Saved data entries
────

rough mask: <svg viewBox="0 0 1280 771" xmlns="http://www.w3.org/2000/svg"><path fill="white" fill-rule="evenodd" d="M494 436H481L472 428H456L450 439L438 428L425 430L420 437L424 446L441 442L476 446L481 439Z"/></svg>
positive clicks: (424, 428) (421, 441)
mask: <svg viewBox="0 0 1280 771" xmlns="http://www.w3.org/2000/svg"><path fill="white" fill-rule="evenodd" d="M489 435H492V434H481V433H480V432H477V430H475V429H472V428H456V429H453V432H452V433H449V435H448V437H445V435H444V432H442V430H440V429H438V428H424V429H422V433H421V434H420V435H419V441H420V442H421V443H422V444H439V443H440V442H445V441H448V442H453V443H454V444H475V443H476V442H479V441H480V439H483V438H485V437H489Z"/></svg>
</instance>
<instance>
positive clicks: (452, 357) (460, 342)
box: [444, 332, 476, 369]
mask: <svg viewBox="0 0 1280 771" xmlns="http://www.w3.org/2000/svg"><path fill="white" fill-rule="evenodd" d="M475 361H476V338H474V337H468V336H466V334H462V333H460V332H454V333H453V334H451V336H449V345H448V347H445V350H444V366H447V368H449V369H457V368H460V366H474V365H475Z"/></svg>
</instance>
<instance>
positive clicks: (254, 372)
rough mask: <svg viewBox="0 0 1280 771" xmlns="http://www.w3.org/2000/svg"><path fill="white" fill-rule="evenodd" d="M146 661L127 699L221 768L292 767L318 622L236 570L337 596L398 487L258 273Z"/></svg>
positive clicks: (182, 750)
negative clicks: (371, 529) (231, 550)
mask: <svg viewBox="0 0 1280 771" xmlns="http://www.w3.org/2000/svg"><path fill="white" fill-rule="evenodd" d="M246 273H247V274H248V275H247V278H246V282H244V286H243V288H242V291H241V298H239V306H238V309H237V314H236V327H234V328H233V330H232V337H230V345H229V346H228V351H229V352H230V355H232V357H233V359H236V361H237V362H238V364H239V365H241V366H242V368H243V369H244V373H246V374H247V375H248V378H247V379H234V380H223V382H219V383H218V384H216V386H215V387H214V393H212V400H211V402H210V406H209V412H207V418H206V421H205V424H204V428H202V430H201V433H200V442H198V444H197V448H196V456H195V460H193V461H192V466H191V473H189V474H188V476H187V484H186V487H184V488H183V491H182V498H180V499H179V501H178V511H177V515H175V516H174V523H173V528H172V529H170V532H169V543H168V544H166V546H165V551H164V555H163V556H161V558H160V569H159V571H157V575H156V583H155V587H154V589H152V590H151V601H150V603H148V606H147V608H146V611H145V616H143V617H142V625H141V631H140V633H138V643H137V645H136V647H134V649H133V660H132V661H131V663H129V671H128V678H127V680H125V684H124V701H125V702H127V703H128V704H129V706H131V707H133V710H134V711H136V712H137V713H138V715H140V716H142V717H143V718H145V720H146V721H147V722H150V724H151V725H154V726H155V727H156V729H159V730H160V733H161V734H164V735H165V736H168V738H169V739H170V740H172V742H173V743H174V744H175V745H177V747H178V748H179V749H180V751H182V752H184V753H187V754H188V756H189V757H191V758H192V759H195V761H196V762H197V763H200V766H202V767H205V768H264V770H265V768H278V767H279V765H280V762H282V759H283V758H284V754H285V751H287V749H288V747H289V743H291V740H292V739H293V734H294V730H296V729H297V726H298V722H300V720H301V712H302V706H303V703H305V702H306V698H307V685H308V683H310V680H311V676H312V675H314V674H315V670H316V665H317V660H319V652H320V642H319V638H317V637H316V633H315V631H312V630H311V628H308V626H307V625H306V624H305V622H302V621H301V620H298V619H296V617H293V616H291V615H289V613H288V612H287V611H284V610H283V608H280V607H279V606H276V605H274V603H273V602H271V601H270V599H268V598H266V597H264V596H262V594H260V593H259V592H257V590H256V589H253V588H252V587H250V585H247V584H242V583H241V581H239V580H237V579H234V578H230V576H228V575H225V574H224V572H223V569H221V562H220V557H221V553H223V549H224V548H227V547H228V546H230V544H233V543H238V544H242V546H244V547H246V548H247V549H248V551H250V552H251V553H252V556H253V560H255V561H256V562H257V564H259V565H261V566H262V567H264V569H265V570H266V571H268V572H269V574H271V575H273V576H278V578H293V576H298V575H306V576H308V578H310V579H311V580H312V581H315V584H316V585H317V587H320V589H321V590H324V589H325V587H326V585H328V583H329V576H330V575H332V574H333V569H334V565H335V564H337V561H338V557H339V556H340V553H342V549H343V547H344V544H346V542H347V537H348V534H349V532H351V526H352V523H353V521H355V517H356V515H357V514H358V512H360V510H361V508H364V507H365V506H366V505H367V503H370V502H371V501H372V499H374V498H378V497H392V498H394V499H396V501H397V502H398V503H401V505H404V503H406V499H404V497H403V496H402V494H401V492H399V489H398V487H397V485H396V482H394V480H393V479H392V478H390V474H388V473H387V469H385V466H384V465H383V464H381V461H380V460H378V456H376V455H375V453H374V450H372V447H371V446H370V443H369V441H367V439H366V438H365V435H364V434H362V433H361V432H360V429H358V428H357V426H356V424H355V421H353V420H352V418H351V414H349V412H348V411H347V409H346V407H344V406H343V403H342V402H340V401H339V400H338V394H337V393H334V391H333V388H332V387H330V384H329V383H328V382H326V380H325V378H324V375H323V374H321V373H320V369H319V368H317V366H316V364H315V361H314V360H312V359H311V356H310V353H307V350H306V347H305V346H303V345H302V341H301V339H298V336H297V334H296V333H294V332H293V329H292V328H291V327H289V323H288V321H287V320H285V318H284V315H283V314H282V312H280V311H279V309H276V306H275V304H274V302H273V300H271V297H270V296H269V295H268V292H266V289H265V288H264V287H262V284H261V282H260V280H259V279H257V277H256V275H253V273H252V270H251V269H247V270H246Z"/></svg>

────

REQUIRED WORK
The data are to be transcribed in full, exactly as given.

ANSWER BELOW
rough mask: <svg viewBox="0 0 1280 771" xmlns="http://www.w3.org/2000/svg"><path fill="white" fill-rule="evenodd" d="M494 436H481L472 428H456L450 439L438 428L425 430L420 437L424 446L441 442L476 446L481 439Z"/></svg>
positive clicks: (424, 428) (421, 441)
mask: <svg viewBox="0 0 1280 771" xmlns="http://www.w3.org/2000/svg"><path fill="white" fill-rule="evenodd" d="M489 435H492V434H481V433H480V432H477V430H475V429H472V428H456V429H453V432H452V433H449V435H448V437H445V435H444V432H442V430H440V429H438V428H424V429H422V433H421V434H420V435H419V441H420V442H421V443H422V444H439V443H440V442H445V441H448V442H453V443H454V444H475V443H476V442H479V441H480V439H483V438H485V437H489Z"/></svg>
</instance>
<instance>
positive clicks: (452, 357) (460, 342)
box: [444, 332, 476, 369]
mask: <svg viewBox="0 0 1280 771" xmlns="http://www.w3.org/2000/svg"><path fill="white" fill-rule="evenodd" d="M475 361H476V338H474V337H468V336H466V334H462V333H460V332H454V333H453V334H451V336H449V345H448V347H445V350H444V366H447V368H449V369H457V368H460V366H474V365H475Z"/></svg>
</instance>
<instance>
positive clicks: (254, 372)
rough mask: <svg viewBox="0 0 1280 771" xmlns="http://www.w3.org/2000/svg"><path fill="white" fill-rule="evenodd" d="M146 661L127 699L221 768L292 767L318 622L236 570L337 596L398 487L258 273Z"/></svg>
positive clicks: (182, 750)
negative clicks: (371, 529) (231, 550)
mask: <svg viewBox="0 0 1280 771" xmlns="http://www.w3.org/2000/svg"><path fill="white" fill-rule="evenodd" d="M246 273H247V274H248V275H247V278H246V282H244V286H243V288H242V291H241V298H239V306H238V309H237V314H236V327H234V328H233V330H232V337H230V345H229V346H228V351H229V352H230V355H232V357H233V359H236V361H237V362H238V364H239V365H241V366H242V368H243V369H244V373H246V374H247V375H248V378H247V379H234V380H223V382H219V383H218V384H216V386H215V387H214V393H212V400H211V402H210V406H209V412H207V418H206V421H205V424H204V428H202V430H201V433H200V442H198V444H197V448H196V456H195V460H193V461H192V466H191V473H189V474H188V476H187V484H186V487H184V488H183V491H182V498H180V499H179V501H178V511H177V515H175V516H174V523H173V528H172V529H170V532H169V543H168V544H166V546H165V551H164V555H163V556H161V558H160V569H159V571H157V575H156V583H155V587H154V589H152V590H151V601H150V603H148V606H147V608H146V611H145V616H143V617H142V625H141V631H140V633H138V643H137V645H136V647H134V649H133V660H132V661H131V663H129V671H128V678H127V680H125V684H124V701H125V702H127V703H128V704H129V706H131V707H133V710H134V711H136V712H137V713H138V715H140V716H142V717H143V718H145V720H146V721H147V722H150V724H151V725H154V726H155V727H156V729H159V730H160V733H161V734H164V735H165V736H168V738H169V739H170V740H172V742H173V743H174V744H175V745H177V747H178V748H179V749H180V751H182V752H184V753H187V754H188V756H189V757H191V758H192V759H195V761H196V762H197V763H200V766H202V767H205V768H264V770H265V768H278V767H279V765H280V762H282V759H283V758H284V754H285V751H287V749H288V747H289V743H291V740H292V739H293V734H294V730H296V729H297V726H298V722H300V720H301V712H302V706H303V703H305V702H306V698H307V685H308V683H310V680H311V676H312V675H314V674H315V670H316V665H317V660H319V652H320V642H319V638H317V637H316V633H315V631H312V630H311V628H308V626H307V625H306V624H305V622H302V621H301V620H298V619H296V617H293V616H291V615H289V613H288V612H287V611H284V610H283V608H280V607H279V606H276V605H274V603H273V602H271V601H270V599H268V598H266V597H264V596H262V594H260V593H259V592H257V590H256V589H253V588H252V587H250V585H247V584H242V583H241V581H239V580H237V579H234V578H230V576H228V575H225V574H224V572H223V569H221V562H220V557H221V553H223V549H224V548H227V547H228V546H230V544H233V543H238V544H242V546H244V547H246V548H247V549H248V551H250V552H251V553H252V556H253V560H255V561H256V562H257V564H259V565H261V566H262V567H264V569H265V570H266V571H268V572H269V574H271V575H273V576H278V578H293V576H298V575H306V576H308V578H310V579H311V580H312V581H315V584H316V585H317V587H320V589H321V590H324V589H325V587H326V585H328V583H329V576H330V575H332V574H333V569H334V565H335V564H337V561H338V557H339V556H340V553H342V549H343V547H344V544H346V542H347V537H348V534H349V532H351V526H352V523H353V521H355V517H356V515H357V514H358V512H360V510H361V508H364V507H365V506H366V505H367V503H370V502H371V501H372V499H374V498H378V497H392V498H394V499H396V501H397V502H398V503H401V505H404V503H406V499H404V497H403V496H402V494H401V492H399V489H398V487H397V485H396V482H394V480H393V479H392V478H390V474H388V473H387V469H385V466H384V465H383V464H381V461H380V460H378V456H376V455H375V453H374V450H372V447H371V446H370V443H369V441H367V439H366V438H365V435H364V434H362V433H361V432H360V429H358V428H357V426H356V424H355V421H353V420H352V418H351V414H349V412H348V411H347V409H346V407H344V406H343V403H342V402H340V401H339V400H338V394H337V393H334V391H333V388H332V387H330V384H329V383H328V382H326V380H325V378H324V375H323V374H321V373H320V369H319V368H317V366H316V364H315V361H314V360H312V359H311V356H310V353H307V350H306V347H305V346H303V345H302V341H301V339H298V336H297V334H296V333H294V332H293V329H292V328H291V327H289V323H288V321H287V320H285V318H284V315H283V314H282V312H280V311H279V309H276V306H275V304H274V302H273V300H271V297H270V296H269V295H268V292H266V289H265V288H264V287H262V284H261V282H260V280H259V279H257V277H256V275H253V273H252V270H251V269H247V270H246Z"/></svg>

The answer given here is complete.